Document passage »
▼

[rspec-users] How to spec a (Trollop-based) binary’s internal state?
Shot (Piotr Szotkowski)
shot at hot.pl
Fri Nov 14 15:56:48 EST 2008
> On Nov 07, 2008, at 5:24 pm, Shot (Piotr Szotkowski) wrote:
>> Right, that’s why I suggested I could Kernel#eval the binary’s contents
>> in the current process instead. This would require tricking Trollop, but
>> I assume I could trick it by hand-crafting ARGV.
> You might find Rick Bradley's talk on regression testing flog
> useful here. He starts by speccing the binary at a Ruby level.
Heh – I brought exactly this talk up twice when talking about specing
binaries here (it was what pointed me in the direction that it would
be actually good to spec/test them, actually). :)

▲

Data rows »
▼

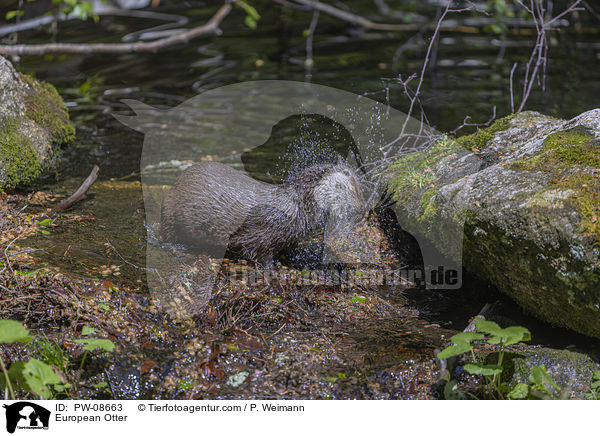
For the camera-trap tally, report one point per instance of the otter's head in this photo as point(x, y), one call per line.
point(339, 194)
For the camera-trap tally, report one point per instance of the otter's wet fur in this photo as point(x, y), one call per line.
point(214, 205)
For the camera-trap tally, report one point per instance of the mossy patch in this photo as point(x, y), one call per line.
point(586, 200)
point(44, 105)
point(428, 204)
point(19, 160)
point(480, 139)
point(415, 172)
point(563, 150)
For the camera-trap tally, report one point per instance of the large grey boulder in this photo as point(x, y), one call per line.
point(33, 121)
point(528, 191)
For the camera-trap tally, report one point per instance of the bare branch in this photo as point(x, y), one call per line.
point(79, 194)
point(211, 27)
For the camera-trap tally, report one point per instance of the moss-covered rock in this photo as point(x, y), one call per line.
point(33, 122)
point(570, 370)
point(525, 193)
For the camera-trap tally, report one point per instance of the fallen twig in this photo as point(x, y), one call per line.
point(79, 194)
point(211, 27)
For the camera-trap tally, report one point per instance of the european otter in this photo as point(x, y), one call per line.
point(214, 205)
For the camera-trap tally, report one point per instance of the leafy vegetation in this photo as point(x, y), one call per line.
point(491, 333)
point(44, 377)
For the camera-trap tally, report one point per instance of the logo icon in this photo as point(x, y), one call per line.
point(26, 415)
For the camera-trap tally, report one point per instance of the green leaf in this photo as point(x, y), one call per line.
point(541, 379)
point(15, 374)
point(507, 336)
point(12, 14)
point(250, 22)
point(91, 344)
point(87, 330)
point(38, 376)
point(488, 327)
point(480, 369)
point(516, 334)
point(13, 331)
point(519, 392)
point(358, 299)
point(466, 337)
point(451, 391)
point(454, 350)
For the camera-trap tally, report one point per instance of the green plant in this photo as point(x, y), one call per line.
point(52, 352)
point(594, 393)
point(34, 375)
point(252, 15)
point(494, 335)
point(540, 385)
point(92, 344)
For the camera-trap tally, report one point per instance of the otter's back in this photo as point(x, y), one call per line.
point(208, 203)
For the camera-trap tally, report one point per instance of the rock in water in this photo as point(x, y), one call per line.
point(33, 120)
point(528, 190)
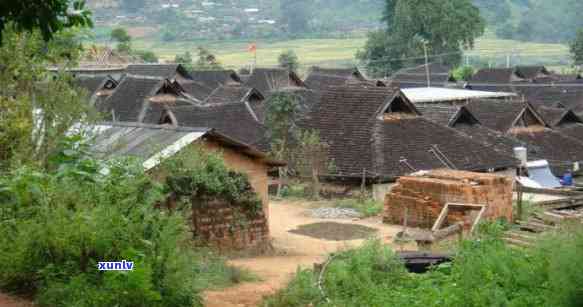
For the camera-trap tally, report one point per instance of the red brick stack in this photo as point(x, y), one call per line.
point(425, 195)
point(229, 227)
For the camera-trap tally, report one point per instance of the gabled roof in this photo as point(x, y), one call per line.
point(134, 96)
point(505, 115)
point(196, 90)
point(95, 83)
point(215, 78)
point(168, 71)
point(320, 78)
point(268, 80)
point(233, 94)
point(495, 76)
point(154, 143)
point(558, 148)
point(412, 77)
point(235, 120)
point(558, 116)
point(532, 72)
point(348, 120)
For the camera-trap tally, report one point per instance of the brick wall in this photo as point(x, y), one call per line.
point(424, 197)
point(228, 227)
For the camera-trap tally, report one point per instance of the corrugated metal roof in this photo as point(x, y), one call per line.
point(436, 94)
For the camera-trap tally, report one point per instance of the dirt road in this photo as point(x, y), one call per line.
point(297, 250)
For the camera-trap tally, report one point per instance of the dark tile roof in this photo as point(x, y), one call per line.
point(320, 78)
point(532, 72)
point(499, 76)
point(268, 80)
point(196, 90)
point(235, 120)
point(417, 76)
point(233, 94)
point(558, 116)
point(502, 143)
point(348, 119)
point(215, 78)
point(575, 131)
point(168, 71)
point(135, 99)
point(504, 115)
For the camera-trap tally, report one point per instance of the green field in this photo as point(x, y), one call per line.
point(340, 52)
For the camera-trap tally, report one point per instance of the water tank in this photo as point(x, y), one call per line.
point(520, 154)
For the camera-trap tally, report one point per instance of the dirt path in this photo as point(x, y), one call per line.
point(298, 251)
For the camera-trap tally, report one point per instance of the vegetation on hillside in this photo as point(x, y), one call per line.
point(441, 28)
point(485, 272)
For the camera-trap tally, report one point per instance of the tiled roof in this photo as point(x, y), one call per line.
point(558, 148)
point(268, 80)
point(196, 89)
point(348, 120)
point(417, 76)
point(215, 78)
point(426, 145)
point(157, 70)
point(232, 94)
point(138, 99)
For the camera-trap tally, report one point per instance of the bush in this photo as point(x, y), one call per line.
point(55, 227)
point(485, 272)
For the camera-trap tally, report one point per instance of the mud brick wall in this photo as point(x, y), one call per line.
point(218, 224)
point(424, 196)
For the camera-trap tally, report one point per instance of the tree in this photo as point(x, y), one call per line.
point(207, 60)
point(288, 60)
point(576, 48)
point(38, 107)
point(123, 39)
point(48, 17)
point(296, 15)
point(444, 26)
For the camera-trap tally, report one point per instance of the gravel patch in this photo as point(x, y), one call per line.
point(335, 213)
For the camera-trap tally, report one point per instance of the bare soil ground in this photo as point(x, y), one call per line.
point(293, 251)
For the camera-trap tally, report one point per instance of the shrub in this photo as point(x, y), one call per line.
point(484, 272)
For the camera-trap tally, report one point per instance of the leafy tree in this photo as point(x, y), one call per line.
point(296, 15)
point(123, 39)
point(576, 48)
point(288, 60)
point(445, 26)
point(185, 59)
point(206, 60)
point(49, 17)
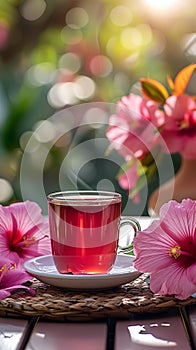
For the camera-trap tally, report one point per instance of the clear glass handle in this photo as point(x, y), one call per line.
point(127, 231)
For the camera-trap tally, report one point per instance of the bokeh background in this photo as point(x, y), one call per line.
point(57, 55)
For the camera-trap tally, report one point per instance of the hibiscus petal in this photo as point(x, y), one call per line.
point(6, 223)
point(27, 215)
point(172, 281)
point(178, 219)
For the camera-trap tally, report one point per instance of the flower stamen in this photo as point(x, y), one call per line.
point(29, 241)
point(175, 252)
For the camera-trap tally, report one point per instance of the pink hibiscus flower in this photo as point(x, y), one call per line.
point(24, 233)
point(12, 279)
point(179, 131)
point(133, 129)
point(167, 250)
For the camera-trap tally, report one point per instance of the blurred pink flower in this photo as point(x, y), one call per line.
point(131, 131)
point(24, 233)
point(12, 279)
point(167, 250)
point(179, 131)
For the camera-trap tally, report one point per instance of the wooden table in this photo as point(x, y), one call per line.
point(172, 329)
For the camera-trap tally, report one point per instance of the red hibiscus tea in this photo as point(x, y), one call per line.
point(84, 229)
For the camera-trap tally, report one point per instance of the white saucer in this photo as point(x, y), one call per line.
point(43, 269)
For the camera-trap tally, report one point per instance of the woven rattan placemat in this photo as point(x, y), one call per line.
point(52, 302)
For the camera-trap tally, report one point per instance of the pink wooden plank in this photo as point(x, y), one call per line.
point(72, 336)
point(11, 331)
point(157, 334)
point(192, 319)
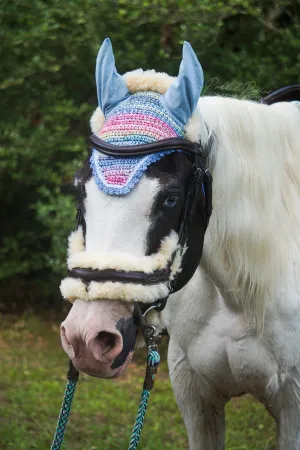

▲

Complete the following »
1. Rewrite the paragraph of the mailing list post that begins "Heh – I brought exactly this talk up" as a short list that keeps its main facts.
2. Write out the part of the mailing list post starting with "[rspec-users] How to" and going on through "by hand-crafting ARGV.".
3. List each distinct passage that appears inside parentheses in the mailing list post.
The rows above come from a different source than the mailing list post.

Task-by-task results »
1.
- The writer has already raised this same talk twice in earlier discussions here about speccing binaries.
- That talk is what first showed the writer that speccing or testing binaries would be worthwhile.

2.
[rspec-users] How to spec a (Trollop-based) binary’s internal state?
Shot (Piotr Szotkowski)
shot at hot.pl
Fri Nov 14 15:56:48 EST 2008
> On Nov 07, 2008, at 5:24 pm, Shot (Piotr Szotkowski) wrote:
>> Right, that’s why I suggested I could Kernel#eval the binary’s contents
>> in the current process instead. This would require tricking Trollop, but
>> I assume I could trick it by hand-crafting ARGV.

3.
- Trollop-based
- Piotr Szotkowski
- it was what pointed me in the direction that it would be actually good to spec/test them, actually